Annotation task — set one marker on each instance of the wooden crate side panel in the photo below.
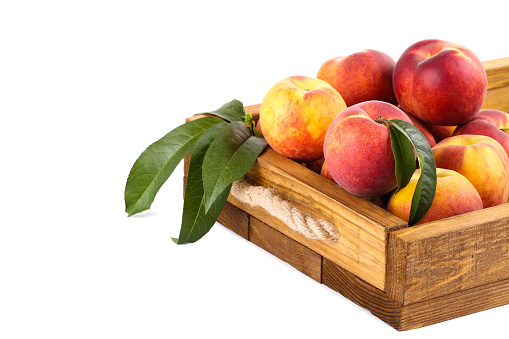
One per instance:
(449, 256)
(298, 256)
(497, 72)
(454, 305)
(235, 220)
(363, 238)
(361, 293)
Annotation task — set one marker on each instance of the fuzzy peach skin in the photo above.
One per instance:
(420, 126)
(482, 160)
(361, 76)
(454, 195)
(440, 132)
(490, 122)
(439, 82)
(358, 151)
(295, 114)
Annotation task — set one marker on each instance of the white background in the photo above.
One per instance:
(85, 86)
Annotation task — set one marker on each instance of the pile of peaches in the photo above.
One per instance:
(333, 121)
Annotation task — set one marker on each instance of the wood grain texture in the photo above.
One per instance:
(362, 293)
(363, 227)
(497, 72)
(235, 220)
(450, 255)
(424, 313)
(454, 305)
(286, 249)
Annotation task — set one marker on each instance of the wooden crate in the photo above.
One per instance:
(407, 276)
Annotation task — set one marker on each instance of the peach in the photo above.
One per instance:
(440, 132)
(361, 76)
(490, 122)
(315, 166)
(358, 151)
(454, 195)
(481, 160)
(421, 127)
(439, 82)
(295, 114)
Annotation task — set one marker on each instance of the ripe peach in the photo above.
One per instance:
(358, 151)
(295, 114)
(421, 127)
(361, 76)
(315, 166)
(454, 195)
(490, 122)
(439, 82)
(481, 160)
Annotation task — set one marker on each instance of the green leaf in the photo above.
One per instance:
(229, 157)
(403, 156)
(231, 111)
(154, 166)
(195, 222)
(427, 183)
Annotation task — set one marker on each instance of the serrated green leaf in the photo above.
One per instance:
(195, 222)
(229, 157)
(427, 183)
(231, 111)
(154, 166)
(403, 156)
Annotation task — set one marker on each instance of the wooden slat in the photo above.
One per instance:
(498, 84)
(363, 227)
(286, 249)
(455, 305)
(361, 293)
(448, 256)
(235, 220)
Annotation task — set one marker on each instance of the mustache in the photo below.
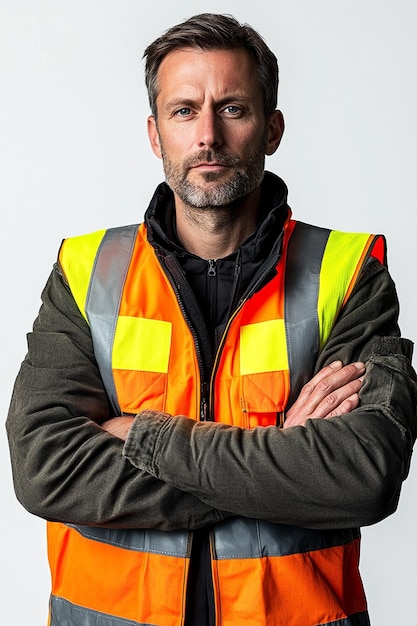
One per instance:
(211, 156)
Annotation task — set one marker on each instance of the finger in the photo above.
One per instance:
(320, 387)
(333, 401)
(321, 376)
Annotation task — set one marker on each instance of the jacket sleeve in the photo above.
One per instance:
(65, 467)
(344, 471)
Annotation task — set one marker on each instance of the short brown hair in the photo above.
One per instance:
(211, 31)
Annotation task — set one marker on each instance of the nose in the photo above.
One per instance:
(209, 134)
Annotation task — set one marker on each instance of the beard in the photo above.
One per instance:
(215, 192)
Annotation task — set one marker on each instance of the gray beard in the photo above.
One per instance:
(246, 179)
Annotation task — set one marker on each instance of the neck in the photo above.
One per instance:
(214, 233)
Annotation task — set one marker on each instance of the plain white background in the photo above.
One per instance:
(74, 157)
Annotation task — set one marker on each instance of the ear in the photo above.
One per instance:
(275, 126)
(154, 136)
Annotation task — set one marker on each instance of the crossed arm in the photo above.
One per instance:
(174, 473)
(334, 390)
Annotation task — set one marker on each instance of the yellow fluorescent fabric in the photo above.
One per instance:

:: WHAT NEEDS TO BE DONE ::
Reproduce all of the lines above word for word, leaving the pictures out.

:: PROBLEM SOLUTION ::
Annotation task — set one marker on each instance of the wooden crate side panel in the photo below.
One per instance:
(449, 256)
(298, 256)
(497, 72)
(454, 305)
(235, 220)
(363, 238)
(361, 293)
Annotation task — set one marker on each instance of the fuzzy peach skin in the photo above.
One per instance:
(420, 126)
(482, 160)
(361, 76)
(454, 195)
(440, 132)
(490, 122)
(439, 82)
(358, 151)
(295, 114)
Annotation task — set one marker on each instance of the white background in the photo above.
One per instance:
(85, 86)
Annotation task — set one marker on each instance of the pile of peaches in the photo above.
One per instance:
(333, 121)
Annotation task — set one marker on each instance of the wood grain texture in the photo above.
One per instance:
(362, 293)
(363, 227)
(497, 72)
(235, 220)
(450, 255)
(424, 313)
(454, 305)
(286, 249)
Annotation task — set one marker on each instance of the wooden crate in the photo above.
One per instance:
(407, 276)
Annotation task — set one marker on each instance of the peach in the photo above.
One per instance:
(440, 132)
(361, 76)
(490, 122)
(315, 166)
(358, 151)
(454, 195)
(481, 160)
(421, 127)
(439, 82)
(295, 114)
Annotation task — set one marker on each instance of the ripe peach in the photo above.
One per instance:
(358, 151)
(295, 114)
(421, 127)
(361, 76)
(315, 166)
(454, 195)
(490, 122)
(439, 82)
(481, 160)
Annotation task — set one marker on each instance of the green leaf in the photo above.
One per instance:
(229, 157)
(403, 156)
(231, 111)
(154, 166)
(195, 222)
(427, 183)
Annotation task — set one marker on each instance of the serrated green leaf in the photo above.
One per instance:
(195, 222)
(229, 157)
(427, 183)
(231, 111)
(154, 166)
(403, 156)
Annotation task — set one marker on each instance of the wooden slat in the photo above.
One per instance:
(498, 84)
(363, 227)
(286, 249)
(455, 305)
(361, 293)
(448, 256)
(235, 220)
Annotation task — set one marker on each instance of the mustache in the photo below.
One per instance:
(211, 156)
Annotation task — set one marker on each instance of the finger in the photo above.
One per instance:
(320, 387)
(333, 401)
(321, 376)
Annotation task — set one marker on each instance of the jacket sleeve in the photo above.
One per instance:
(65, 467)
(344, 471)
Annotation task — set one marker on each instance of the short brown hair in the photo above.
One per instance:
(211, 31)
Annotation task — set one marker on each instance of the nose in the photo above.
One per instance:
(209, 134)
Annotation task — set one marker on each instance of the beard in the photo above.
One per instance:
(215, 192)
Annotation task — set one marker on each instance of the gray beard in the photo above.
One per instance:
(246, 179)
Annotation task — set one marker on each instance of the neck in the photo above.
One per instance:
(214, 233)
Annotation task — set one marker on each instance of the plain white background in the photo above.
One per instance:
(74, 157)
Annotation task — set one marker on each instance of the ear in the photo above.
One per instance:
(275, 126)
(154, 136)
Annotation task — set one marker on each instance of the crossed arm in the photo above.
One per instance:
(174, 473)
(334, 390)
Annotation task — set one marker on each instance of the yellow fluorescent fabric in the photo above.
One per instance:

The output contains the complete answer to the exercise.